┌──

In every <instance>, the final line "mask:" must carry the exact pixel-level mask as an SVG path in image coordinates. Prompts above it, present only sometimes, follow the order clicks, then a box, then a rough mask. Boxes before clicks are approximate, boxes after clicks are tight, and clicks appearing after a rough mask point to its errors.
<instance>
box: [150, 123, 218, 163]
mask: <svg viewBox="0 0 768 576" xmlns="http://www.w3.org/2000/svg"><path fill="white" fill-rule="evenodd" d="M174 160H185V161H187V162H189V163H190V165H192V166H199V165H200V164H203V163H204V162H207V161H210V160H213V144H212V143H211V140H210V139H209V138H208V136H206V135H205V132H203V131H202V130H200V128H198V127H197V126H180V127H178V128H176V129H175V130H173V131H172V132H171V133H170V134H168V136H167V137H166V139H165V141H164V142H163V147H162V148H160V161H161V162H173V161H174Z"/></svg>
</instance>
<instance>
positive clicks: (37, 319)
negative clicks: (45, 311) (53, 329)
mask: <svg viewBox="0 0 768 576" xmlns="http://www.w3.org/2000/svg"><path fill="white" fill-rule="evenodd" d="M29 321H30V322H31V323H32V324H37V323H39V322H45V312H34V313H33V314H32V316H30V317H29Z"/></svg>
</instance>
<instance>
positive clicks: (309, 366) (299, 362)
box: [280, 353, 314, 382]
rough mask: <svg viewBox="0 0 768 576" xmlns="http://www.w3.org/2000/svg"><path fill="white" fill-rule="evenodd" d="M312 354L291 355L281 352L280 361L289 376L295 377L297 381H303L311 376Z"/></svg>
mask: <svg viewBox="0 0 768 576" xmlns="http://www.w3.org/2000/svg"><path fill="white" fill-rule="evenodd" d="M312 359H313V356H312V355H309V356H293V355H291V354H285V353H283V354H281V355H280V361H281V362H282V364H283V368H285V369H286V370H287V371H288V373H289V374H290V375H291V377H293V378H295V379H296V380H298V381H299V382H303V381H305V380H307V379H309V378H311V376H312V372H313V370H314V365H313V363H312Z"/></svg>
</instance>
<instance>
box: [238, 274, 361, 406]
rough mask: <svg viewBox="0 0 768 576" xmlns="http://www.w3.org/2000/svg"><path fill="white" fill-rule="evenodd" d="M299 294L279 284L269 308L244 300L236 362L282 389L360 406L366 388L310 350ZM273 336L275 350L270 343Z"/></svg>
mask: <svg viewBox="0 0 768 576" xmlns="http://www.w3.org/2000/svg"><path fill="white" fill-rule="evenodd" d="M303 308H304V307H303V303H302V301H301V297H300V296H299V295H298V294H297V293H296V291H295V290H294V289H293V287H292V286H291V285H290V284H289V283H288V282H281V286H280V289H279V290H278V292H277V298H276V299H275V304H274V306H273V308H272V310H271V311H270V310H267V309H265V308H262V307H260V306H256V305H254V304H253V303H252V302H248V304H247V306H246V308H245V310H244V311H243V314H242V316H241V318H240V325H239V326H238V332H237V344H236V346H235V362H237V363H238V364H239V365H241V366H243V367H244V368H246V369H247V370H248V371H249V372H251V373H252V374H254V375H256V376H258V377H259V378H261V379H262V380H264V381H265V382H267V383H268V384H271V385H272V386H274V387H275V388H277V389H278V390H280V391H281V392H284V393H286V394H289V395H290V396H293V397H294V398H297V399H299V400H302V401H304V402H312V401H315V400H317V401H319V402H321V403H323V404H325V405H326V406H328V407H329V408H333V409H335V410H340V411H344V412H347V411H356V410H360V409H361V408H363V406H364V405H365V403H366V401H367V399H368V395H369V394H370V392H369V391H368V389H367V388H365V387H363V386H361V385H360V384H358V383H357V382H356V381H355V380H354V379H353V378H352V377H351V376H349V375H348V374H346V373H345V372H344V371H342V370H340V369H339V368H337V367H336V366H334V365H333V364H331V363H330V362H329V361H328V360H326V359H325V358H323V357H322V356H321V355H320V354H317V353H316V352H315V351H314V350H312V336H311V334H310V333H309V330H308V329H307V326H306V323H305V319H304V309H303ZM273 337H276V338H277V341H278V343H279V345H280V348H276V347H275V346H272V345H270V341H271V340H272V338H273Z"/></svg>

└──

● **Task item**:
Restate the entries. Match them exactly.

● **Answer for this exercise**:
In every <instance>, the final line "mask:" must carry the exact pixel-level mask as an SVG path in image coordinates. Prompts above it, present only sometimes, follow the order clicks, then a box, then a rough mask. Boxes before clicks are approximate, boxes after clicks are tight, and clicks appearing after a rough mask point to its errors.
<instance>
box: [150, 123, 218, 163]
mask: <svg viewBox="0 0 768 576" xmlns="http://www.w3.org/2000/svg"><path fill="white" fill-rule="evenodd" d="M174 160H185V161H187V162H189V163H190V165H192V166H199V165H200V164H203V163H204V162H207V161H210V160H213V144H212V143H211V140H210V139H209V138H208V136H206V135H205V132H203V131H202V130H200V128H198V127H197V126H180V127H178V128H176V129H175V130H173V131H172V132H171V133H170V134H168V136H167V137H166V139H165V141H164V142H163V147H162V148H160V161H161V162H173V161H174Z"/></svg>
</instance>
<instance>
positive clicks: (37, 319)
negative clicks: (45, 311) (53, 329)
mask: <svg viewBox="0 0 768 576" xmlns="http://www.w3.org/2000/svg"><path fill="white" fill-rule="evenodd" d="M29 321H30V322H31V323H32V324H37V323H39V322H45V312H34V313H33V314H32V316H30V317H29Z"/></svg>
</instance>
<instance>
positive clicks: (309, 366) (299, 362)
box: [280, 353, 314, 382]
rough mask: <svg viewBox="0 0 768 576" xmlns="http://www.w3.org/2000/svg"><path fill="white" fill-rule="evenodd" d="M312 354L291 355L281 352L280 361L289 376L295 377L297 381H303L311 376Z"/></svg>
mask: <svg viewBox="0 0 768 576" xmlns="http://www.w3.org/2000/svg"><path fill="white" fill-rule="evenodd" d="M312 359H313V356H312V355H309V356H293V355H291V354H285V353H283V354H281V355H280V361H281V362H282V364H283V368H285V369H286V370H287V371H288V373H289V374H290V375H291V377H293V378H295V379H296V380H298V381H299V382H303V381H305V380H307V379H309V378H311V376H312V372H313V370H314V365H313V363H312Z"/></svg>
</instance>
<instance>
box: [238, 274, 361, 406]
rough mask: <svg viewBox="0 0 768 576" xmlns="http://www.w3.org/2000/svg"><path fill="white" fill-rule="evenodd" d="M299 294L279 284L269 308L244 300L236 362L282 389L360 406L366 388L310 350ZM273 336L275 350L270 343Z"/></svg>
mask: <svg viewBox="0 0 768 576" xmlns="http://www.w3.org/2000/svg"><path fill="white" fill-rule="evenodd" d="M303 308H304V307H303V303H302V301H301V297H300V296H299V295H298V294H297V293H296V291H295V290H294V289H293V287H292V286H291V285H290V284H289V283H288V282H281V286H280V289H279V290H278V292H277V298H276V299H275V304H274V306H273V308H272V310H271V311H270V310H267V309H265V308H262V307H260V306H256V305H254V304H253V303H252V302H248V304H247V306H246V308H245V310H244V311H243V314H242V316H241V318H240V325H239V326H238V332H237V344H236V346H235V362H237V363H238V364H239V365H241V366H243V367H244V368H246V369H247V370H248V371H249V372H251V373H252V374H254V375H256V376H258V377H259V378H261V379H262V380H264V381H265V382H267V383H268V384H271V385H272V386H274V387H275V388H277V389H278V390H280V391H281V392H284V393H286V394H289V395H290V396H293V397H294V398H297V399H299V400H302V401H304V402H312V401H315V400H317V401H319V402H321V403H323V404H325V405H326V406H328V407H329V408H333V409H335V410H340V411H344V412H347V411H356V410H360V409H361V408H363V406H364V405H365V403H366V401H367V399H368V395H369V394H370V392H369V391H368V389H367V388H365V387H363V386H361V385H360V384H358V383H357V382H356V381H355V380H354V379H353V378H352V377H351V376H349V375H348V374H346V373H345V372H344V371H342V370H340V369H339V368H337V367H336V366H334V365H333V364H331V363H330V362H329V361H328V360H326V359H325V358H323V357H322V356H321V355H320V354H317V353H316V352H315V351H314V350H312V336H311V334H310V333H309V330H308V329H307V326H306V323H305V319H304V309H303ZM273 337H276V338H277V341H278V343H279V345H280V348H276V347H275V346H272V345H270V341H271V340H272V338H273Z"/></svg>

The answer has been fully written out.